- THINGS TO DO
• A. From the polyurethane abstract, copy the words from "Recently, the use" up to and including "production of polyol.".
• B. According to the abstract on polyurethane, what have many studies shown natural products can be used to produce?
• C. Pick up the abstract on polyurethane after its last sentence and keep writing it. Leave the rows alone.

- EXCERPT PROVIDED
Abstract
Increasing environmental problems and economic and environmental problems associated with global warming, waste management problems, decreasing fossil resources, fluctuations in oil prices, and dependence on oil have led to an increase in research for renewable and sustainable new materials that are friendly to our health and environment. These studies can be focused on certain materials by looking at the width of the application areas. One of these materials is polyurethane (PU).
PU draws attention about sustainability because it is one of the most important polymers and has a wide range of application areas. It has versatile and excellent physical, chemical and mechanical properties that increase demand in various areas such as foam, elastomer, adhesive, liquid crystals, sealants, ink, paint, and coating applications. Good flexibility, elongation, high impact and tensile strength, high abrasion resistance, good weather resistance, excellent gloss, color protection, and corrosion resistance are some of its attractive features.
Recently, the use of green materials and sustainability have made it possible to highlight the presence of natural materials that are alternative to synthetic materials. Natural products have been searched for PU synthesis and many studies have shown that natural products can be used in the production of polyol.

- DATASET ENTRIES
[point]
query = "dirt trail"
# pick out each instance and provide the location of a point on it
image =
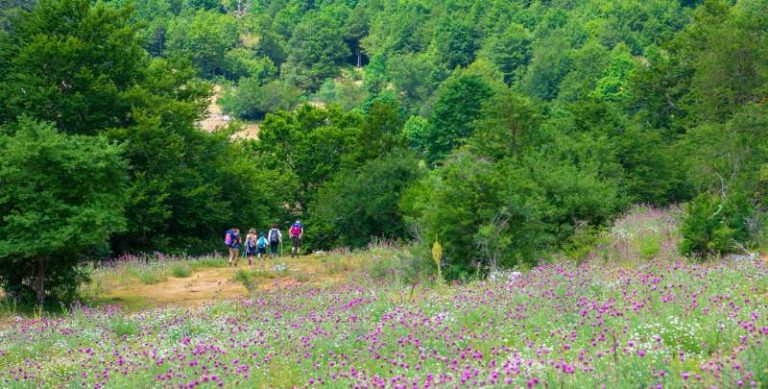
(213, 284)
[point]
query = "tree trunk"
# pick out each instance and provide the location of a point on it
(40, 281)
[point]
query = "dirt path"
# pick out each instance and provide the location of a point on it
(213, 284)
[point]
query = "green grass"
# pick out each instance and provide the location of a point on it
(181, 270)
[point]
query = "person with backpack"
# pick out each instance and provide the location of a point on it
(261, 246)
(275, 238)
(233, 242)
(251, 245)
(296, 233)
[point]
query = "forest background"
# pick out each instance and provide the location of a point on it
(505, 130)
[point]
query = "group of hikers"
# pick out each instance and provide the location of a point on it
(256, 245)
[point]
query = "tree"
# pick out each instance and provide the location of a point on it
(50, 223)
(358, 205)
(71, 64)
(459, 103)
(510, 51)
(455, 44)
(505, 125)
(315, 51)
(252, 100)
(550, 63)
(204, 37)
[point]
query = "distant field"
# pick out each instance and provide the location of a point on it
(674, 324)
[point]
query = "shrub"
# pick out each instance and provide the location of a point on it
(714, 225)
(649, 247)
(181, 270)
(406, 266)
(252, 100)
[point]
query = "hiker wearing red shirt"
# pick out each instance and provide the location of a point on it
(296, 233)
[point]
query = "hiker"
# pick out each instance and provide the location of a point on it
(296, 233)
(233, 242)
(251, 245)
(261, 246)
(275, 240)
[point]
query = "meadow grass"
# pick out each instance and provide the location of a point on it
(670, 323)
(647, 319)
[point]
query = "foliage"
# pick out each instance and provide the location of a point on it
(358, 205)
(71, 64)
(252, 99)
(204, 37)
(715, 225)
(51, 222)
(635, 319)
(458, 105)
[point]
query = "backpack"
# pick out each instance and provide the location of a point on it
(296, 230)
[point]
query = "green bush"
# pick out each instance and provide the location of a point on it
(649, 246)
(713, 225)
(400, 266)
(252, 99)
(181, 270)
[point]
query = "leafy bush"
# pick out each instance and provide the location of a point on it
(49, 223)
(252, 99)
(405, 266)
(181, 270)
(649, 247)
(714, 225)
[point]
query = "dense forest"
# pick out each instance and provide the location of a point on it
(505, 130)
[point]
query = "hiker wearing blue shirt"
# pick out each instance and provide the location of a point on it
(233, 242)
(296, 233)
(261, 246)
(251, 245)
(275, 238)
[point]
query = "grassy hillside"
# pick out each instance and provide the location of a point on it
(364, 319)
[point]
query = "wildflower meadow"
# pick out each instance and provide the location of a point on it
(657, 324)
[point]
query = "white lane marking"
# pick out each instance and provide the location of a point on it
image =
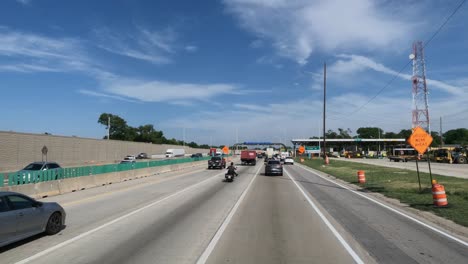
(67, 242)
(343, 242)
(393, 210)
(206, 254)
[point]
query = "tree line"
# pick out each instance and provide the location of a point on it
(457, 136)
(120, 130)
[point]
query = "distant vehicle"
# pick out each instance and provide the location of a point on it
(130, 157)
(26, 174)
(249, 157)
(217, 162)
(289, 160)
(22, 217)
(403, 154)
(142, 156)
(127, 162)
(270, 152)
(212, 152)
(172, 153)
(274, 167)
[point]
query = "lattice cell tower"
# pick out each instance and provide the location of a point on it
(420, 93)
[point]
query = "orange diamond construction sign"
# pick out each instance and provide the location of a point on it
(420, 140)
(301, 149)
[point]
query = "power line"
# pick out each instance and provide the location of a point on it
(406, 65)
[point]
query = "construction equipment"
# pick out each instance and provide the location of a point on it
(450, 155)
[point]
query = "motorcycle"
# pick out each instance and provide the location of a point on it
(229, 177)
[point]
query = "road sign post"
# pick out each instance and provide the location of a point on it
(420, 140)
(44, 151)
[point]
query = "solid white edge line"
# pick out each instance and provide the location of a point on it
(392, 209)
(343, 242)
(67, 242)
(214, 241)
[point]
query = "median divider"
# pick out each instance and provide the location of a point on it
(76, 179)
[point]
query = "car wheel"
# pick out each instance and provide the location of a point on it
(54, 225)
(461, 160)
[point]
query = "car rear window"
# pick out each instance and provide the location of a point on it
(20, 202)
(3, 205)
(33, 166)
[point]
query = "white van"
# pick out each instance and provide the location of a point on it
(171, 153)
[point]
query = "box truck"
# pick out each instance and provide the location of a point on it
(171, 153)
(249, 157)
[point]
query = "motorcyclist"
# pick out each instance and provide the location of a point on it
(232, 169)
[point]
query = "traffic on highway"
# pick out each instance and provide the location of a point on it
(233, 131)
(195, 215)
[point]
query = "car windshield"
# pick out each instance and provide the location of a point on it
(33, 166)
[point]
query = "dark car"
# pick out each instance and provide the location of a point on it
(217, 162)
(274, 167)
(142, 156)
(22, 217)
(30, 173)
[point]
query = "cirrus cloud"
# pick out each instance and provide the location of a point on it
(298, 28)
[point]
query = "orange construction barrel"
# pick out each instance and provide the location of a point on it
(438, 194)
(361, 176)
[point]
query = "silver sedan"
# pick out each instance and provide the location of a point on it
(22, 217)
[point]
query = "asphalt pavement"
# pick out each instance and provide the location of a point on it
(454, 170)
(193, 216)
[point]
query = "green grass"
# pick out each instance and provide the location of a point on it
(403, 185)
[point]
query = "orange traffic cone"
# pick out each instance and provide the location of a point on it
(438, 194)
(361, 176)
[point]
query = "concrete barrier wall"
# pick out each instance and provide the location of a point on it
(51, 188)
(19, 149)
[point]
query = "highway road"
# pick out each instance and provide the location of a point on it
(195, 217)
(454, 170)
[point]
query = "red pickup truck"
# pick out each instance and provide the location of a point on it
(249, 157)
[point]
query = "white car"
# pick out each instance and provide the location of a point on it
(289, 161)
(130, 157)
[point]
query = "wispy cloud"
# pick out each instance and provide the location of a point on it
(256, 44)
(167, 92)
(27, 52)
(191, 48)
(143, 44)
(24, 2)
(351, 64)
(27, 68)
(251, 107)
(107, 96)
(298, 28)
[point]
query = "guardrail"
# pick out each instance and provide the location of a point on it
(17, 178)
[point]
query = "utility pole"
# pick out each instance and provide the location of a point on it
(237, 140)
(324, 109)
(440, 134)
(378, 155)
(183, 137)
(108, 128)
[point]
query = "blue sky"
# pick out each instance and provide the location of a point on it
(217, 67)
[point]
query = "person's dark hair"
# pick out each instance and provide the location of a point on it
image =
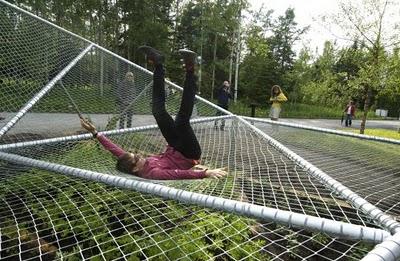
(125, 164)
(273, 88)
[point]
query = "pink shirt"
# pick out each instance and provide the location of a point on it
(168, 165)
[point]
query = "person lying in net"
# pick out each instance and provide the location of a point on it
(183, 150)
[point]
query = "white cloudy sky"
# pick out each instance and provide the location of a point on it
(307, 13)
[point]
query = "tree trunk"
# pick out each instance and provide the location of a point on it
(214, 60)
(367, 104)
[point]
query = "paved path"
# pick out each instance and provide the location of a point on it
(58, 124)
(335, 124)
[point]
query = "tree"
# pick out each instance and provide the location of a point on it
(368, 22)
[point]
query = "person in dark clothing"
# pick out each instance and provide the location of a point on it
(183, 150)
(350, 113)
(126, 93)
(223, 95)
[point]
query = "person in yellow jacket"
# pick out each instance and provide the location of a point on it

- ANSWERS GIVEN
• A.
Recently, the use of green materials and sustainability have made it possible to highlight the presence of natural materials that are alternative to synthetic materials. Natural products have been searched for PU synthesis and many studies have shown that natural products can be used in the production of polyol.

• B. Polyol.

• C.
Vegetable oils among renewable resources are one of the cheapest, most abundant and renewable natural materials that can be used in many industrial applications. PUs can be synthesized by partial or complete replacement of polyols from renewable sources such as vegetable oils with petrochemical polyols. There are many studies in the literature on polyol production from different vegetable oils such as soybean oil, castor oil, corn oil, rapeseed oil, palm oil, karanja oil, andiroba oil, and cottonseed oil.
In this chapter, the composition, raw materials, and properties of PU materials used in textile and other sectors are explained and the possibilities for bio-based PU synthesis are mentioned. First of all, vegetable oils used in polyol synthesis will be examined. The structure and modification of these oils will be explained. After that, polyol synthesis from oils and polyurethane synthesis from vegetable oil-based polyols are emphasized.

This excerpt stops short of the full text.